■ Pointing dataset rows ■
## BEGIN
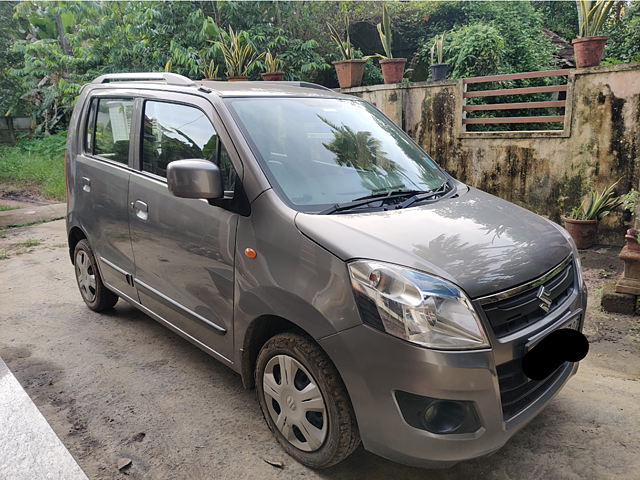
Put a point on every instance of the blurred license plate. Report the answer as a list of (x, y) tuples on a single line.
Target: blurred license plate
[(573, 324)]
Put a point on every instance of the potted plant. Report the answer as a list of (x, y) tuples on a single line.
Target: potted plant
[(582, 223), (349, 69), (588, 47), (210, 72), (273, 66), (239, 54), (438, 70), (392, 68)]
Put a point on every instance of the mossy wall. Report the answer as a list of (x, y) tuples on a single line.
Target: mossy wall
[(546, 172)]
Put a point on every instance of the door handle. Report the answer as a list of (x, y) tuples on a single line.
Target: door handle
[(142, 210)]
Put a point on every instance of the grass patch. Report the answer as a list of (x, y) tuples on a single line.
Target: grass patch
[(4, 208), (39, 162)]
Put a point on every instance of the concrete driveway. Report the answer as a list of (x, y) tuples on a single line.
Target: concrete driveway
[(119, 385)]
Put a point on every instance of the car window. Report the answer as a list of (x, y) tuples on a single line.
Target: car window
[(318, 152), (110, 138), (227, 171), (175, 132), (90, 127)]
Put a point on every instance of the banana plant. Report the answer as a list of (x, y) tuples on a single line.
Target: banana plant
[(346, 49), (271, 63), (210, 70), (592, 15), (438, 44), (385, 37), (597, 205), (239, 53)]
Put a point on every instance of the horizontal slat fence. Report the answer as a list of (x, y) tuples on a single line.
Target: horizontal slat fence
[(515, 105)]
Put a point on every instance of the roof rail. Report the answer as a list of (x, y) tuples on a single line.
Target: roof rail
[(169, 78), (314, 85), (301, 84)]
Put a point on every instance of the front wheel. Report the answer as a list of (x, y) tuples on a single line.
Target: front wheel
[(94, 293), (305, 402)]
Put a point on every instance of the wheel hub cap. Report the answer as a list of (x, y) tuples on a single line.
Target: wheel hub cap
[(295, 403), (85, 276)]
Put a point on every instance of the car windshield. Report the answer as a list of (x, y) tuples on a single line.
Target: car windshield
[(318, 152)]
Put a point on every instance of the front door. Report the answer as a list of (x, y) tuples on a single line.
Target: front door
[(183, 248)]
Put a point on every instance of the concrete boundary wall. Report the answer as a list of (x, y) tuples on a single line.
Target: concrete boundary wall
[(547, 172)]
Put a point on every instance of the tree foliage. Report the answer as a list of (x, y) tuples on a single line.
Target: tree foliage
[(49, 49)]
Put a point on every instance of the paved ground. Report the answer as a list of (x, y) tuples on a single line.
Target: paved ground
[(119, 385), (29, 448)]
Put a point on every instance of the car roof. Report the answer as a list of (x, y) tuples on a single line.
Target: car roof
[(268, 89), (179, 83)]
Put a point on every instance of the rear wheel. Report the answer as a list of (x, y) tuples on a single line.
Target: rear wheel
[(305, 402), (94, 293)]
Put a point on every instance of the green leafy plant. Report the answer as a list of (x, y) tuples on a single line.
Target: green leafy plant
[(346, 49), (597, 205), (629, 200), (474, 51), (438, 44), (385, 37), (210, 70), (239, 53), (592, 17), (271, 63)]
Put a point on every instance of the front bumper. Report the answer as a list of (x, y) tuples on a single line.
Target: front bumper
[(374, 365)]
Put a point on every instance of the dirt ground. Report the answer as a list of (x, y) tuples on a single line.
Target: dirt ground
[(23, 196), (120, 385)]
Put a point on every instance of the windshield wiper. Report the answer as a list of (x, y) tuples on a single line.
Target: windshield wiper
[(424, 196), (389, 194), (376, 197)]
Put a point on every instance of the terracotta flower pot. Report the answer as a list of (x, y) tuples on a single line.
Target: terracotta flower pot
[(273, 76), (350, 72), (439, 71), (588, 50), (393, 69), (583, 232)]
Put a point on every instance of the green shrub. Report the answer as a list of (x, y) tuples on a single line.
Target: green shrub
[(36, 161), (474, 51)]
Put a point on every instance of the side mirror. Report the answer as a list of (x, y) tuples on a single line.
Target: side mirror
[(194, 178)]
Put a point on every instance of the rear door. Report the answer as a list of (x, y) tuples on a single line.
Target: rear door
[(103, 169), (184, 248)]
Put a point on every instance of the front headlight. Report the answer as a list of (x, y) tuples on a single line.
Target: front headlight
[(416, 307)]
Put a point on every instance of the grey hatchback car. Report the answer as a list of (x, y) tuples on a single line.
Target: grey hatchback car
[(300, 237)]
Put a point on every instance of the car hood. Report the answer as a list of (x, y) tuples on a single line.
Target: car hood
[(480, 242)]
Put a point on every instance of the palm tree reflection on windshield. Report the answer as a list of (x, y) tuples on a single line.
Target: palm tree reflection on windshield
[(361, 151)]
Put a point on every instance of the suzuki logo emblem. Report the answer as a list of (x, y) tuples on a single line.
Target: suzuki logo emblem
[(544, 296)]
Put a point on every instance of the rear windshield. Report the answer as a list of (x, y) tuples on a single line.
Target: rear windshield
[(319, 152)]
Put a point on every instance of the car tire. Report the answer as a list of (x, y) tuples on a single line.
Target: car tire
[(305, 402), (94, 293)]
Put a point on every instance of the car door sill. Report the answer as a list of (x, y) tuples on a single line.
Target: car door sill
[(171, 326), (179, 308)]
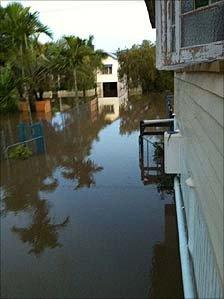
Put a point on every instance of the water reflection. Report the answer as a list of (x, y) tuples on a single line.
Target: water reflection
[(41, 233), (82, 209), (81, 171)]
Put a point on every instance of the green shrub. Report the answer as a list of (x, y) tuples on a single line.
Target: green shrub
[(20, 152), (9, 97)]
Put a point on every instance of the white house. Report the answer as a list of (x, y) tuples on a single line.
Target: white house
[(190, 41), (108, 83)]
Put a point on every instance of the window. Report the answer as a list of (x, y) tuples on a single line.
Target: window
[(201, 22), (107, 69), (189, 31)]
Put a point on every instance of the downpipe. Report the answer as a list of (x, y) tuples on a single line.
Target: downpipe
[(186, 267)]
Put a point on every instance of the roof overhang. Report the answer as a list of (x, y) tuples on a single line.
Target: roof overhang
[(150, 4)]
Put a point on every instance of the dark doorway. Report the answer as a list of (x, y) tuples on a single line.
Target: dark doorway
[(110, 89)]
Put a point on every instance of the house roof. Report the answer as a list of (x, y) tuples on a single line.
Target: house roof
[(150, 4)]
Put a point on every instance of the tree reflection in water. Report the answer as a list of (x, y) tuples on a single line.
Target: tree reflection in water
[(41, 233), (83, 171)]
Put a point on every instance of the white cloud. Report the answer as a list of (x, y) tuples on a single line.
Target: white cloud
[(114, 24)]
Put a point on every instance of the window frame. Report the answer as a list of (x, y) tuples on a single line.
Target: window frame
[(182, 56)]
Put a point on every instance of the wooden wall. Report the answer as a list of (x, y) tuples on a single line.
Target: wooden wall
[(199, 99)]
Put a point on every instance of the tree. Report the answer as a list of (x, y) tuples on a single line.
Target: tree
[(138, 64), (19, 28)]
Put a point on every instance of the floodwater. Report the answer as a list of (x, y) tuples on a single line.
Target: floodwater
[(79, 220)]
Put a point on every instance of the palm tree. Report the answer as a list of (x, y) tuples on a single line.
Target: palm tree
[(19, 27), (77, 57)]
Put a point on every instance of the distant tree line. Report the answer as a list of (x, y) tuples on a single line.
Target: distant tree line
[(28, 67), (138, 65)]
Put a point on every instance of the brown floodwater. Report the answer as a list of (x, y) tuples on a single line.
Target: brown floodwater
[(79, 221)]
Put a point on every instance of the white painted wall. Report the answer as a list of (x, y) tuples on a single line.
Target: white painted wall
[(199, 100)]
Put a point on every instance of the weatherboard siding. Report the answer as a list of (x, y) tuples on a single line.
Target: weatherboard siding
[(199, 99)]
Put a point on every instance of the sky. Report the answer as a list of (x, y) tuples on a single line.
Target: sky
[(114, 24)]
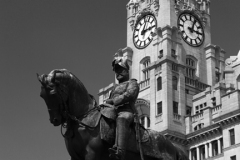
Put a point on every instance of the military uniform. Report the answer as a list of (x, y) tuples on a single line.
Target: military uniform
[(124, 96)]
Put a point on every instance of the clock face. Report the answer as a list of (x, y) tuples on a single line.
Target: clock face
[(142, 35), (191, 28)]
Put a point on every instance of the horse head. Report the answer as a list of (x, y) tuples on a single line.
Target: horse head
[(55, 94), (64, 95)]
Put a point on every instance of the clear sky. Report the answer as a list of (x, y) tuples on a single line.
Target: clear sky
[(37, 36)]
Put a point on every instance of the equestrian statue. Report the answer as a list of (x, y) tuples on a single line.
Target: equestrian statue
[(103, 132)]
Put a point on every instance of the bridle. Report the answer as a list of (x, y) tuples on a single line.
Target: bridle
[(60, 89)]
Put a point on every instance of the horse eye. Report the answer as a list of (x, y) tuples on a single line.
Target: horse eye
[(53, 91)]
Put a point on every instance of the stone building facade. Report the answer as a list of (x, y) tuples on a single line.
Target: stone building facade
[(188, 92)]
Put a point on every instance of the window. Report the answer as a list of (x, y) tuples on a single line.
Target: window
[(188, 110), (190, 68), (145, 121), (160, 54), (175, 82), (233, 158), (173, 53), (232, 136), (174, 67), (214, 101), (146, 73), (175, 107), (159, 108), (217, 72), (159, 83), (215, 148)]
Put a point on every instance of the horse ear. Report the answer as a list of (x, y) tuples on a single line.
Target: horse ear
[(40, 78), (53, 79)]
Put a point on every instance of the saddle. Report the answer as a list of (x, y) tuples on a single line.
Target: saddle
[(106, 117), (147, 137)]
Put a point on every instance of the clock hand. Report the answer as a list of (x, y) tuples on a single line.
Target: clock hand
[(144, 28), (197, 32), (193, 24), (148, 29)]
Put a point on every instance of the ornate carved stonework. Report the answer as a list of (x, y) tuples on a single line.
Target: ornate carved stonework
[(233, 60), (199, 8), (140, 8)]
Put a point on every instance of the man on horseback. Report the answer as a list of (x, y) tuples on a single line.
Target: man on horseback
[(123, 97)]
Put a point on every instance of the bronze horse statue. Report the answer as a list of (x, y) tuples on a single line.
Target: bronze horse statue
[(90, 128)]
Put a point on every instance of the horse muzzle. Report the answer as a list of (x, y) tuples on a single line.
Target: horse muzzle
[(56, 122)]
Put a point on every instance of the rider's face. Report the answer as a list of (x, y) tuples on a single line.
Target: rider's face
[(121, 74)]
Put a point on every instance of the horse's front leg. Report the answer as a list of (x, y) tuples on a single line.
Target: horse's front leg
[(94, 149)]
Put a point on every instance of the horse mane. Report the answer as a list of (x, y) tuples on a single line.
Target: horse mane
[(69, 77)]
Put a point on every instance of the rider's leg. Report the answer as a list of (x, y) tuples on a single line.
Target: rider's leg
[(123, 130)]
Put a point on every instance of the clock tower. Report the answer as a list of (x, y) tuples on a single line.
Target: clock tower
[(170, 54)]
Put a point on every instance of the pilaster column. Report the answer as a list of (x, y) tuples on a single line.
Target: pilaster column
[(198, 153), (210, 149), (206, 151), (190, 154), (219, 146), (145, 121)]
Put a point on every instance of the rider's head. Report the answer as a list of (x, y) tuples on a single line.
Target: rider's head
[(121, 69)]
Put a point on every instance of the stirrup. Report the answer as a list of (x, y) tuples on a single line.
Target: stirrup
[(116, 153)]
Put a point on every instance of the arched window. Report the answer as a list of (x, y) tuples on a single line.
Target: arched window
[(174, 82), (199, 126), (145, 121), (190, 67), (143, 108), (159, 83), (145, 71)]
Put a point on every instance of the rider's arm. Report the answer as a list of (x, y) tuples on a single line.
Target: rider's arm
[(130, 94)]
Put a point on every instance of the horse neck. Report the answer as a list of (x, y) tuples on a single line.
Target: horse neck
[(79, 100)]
## END
■ What you should do ■
Reproduce verbatim the rows between the lines holding "Put a point on every instance of the downpipe." and "[(138, 64), (19, 28)]", inclusive.

■ Reply ■
Put a point on every instance of the downpipe. Report the answer as a list of (x, y) tuples on a single line.
Target: downpipe
[(186, 267)]
Put a point on every instance of the roof overhang. Report the answer as a list of (x, y) tuples on a single line.
Target: roof overhang
[(150, 4)]
Put a point on every instance of the dark doorway. Report the answer as a list of (x, y) tuples on a single line.
Target: dark doorway
[(110, 89)]
Put a point on every instance of the house roof. Report the answer as a list of (x, y) tuples on a single line.
Target: house roof
[(150, 4)]
Put a point on every instance of the tree reflection in water. Report the answer as a list of (x, y) tuples on a single line.
Target: tree reflection in water
[(41, 233), (83, 171)]
Put a point on every instance of the white cloud. Report the answer as a list of (x, y) tuples on a single line.
Target: white cloud
[(114, 24)]
Put a point on every instance of the window frame. Report the answer as a list of (x, y) tuples on a single line.
Target: window frame
[(182, 56)]
Put a point on every instance of the wooden wall. Report the answer as a list of (x, y) tuples on a single line.
Target: wooden wall
[(199, 99)]
Put a point on every instance of the tree. Report the answer as a list of (x, y) tuples on a single line.
Target: tree
[(138, 64), (19, 28)]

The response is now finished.